> _Objectif a_
Relevez chaque ligne des entrées qui contient le mot « strip », en la recopiant telle quelle.

┄┄┄┄┄┄┄┄┄┄

Dans les épiceries, minuscules, sombres et pas souvent en libre-service, pas grand chose et toujours les mêmes. Notre régime alimentaire est très peu varié, nous essayons qu’il soit équilibré. Nous sommes loin d’avoir faim.
Le lendemain, nous reprîmes la route à vélo, avec pour objectif d’atteindre la Vallée Heureuse, au pied du M'Goun, sommet culminant à 4070 m. Pour se faire, après une journée de macadam avec de bons dénivelés positifs et des paysages encore différents de gorges colorées, nous avons de nouveau suivi la rivière Melloul, toujours au fond de son canyon mais bordée d’une piste. Ce jour là, je passai une partie de l’après-midi à pousser mon vélo sur une piste caillouteuse sous le cagnard infâme, à dégouliner de sueur et laisser des traces de sel sur le t-shirt et le short poussiéreux. Mais petit à petit comme l’oiseau fait son nid, je parvins au sommet. Philippe avait dû avoir le temps de faire une sieste, lui qui passe tout sur le vélo ! Nous retrouvâmes Saint Macadam après une journée complète de piste. Notre trace pour venir dans la Vallée Heureuse (et elle porte bien son nom tant elle est verte, cultivée, et les gens sympathiques) faisait 200 km pour 4600 m de d+, il nous fallut 3 jours. Sommets lunaires et désolés, villages qui se fondent tellement dans le décor qu’ils pourraient passer inaperçus, constructions en pisé, circulation toujours anecdotique. Le prix de l’essence est très élevé par rapport à leur smic (280 euros), comme si chez nous le litre coûtait 10 euros. Autrement dit, tout véhicule est chargé raz la gueule, de marchandises ou/et de personnes/animaux. Il faut rentabiliser les voyages. Pour nous c’est bonheur de pédaler sur ces routes où, de plus, les chauffeurs sont prudents, et pas pressés. Arrivés dans la Vallée Heureuse, nous prenons une journée pour visiter un peu les vergers verdoyants (pommiers) ainsi qu’un ancien grenier communautaire perché au fait d’une colline centrale et circulaire, et préparer notre rando de 4 jours incluant le sommet du M’Goun (4070 m).

┄┄┄┄┄┄┄┄┄┄

> _Objectif b_
Réécrivez s'il vous plaît la partie du passage qui commence par les mots « Dans les épiceries, minuscules, sombres » et se termine par « loin d’avoir faim. », en remplaçant « épiceries » par « boutiques ».

┄┄┄┄┄┄┄┄┄┄

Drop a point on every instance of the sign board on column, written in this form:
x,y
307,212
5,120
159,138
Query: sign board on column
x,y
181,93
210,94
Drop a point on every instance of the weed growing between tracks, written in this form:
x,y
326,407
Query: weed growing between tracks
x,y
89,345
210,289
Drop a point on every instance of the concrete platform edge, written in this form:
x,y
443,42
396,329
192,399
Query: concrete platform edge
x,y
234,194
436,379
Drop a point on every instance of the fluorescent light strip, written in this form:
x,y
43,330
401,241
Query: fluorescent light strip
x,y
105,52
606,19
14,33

┄┄┄┄┄┄┄┄┄┄

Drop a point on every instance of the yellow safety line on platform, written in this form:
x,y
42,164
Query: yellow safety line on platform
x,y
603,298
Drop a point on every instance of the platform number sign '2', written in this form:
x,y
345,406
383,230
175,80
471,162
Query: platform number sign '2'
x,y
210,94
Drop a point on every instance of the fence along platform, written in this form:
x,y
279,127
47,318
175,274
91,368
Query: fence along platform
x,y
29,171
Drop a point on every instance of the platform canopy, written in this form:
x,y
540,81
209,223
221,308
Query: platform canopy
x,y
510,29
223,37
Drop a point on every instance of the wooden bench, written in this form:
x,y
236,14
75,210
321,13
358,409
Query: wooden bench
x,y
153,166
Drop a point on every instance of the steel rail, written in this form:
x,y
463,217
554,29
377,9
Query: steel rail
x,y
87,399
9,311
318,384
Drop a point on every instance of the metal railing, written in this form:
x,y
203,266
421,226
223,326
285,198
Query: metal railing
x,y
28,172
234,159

┄┄┄┄┄┄┄┄┄┄

> _Réponse a_
Drop a point on every instance of the fluorescent light strip, written in this form:
Query: fluorescent light strip

> _Réponse b_
Dans les boutiques, minuscules, sombres et pas souvent en libre-service, pas grand chose et toujours les mêmes. Notre régime alimentaire est très peu varié, nous essayons qu’il soit équilibré. Nous sommes loin d’avoir faim.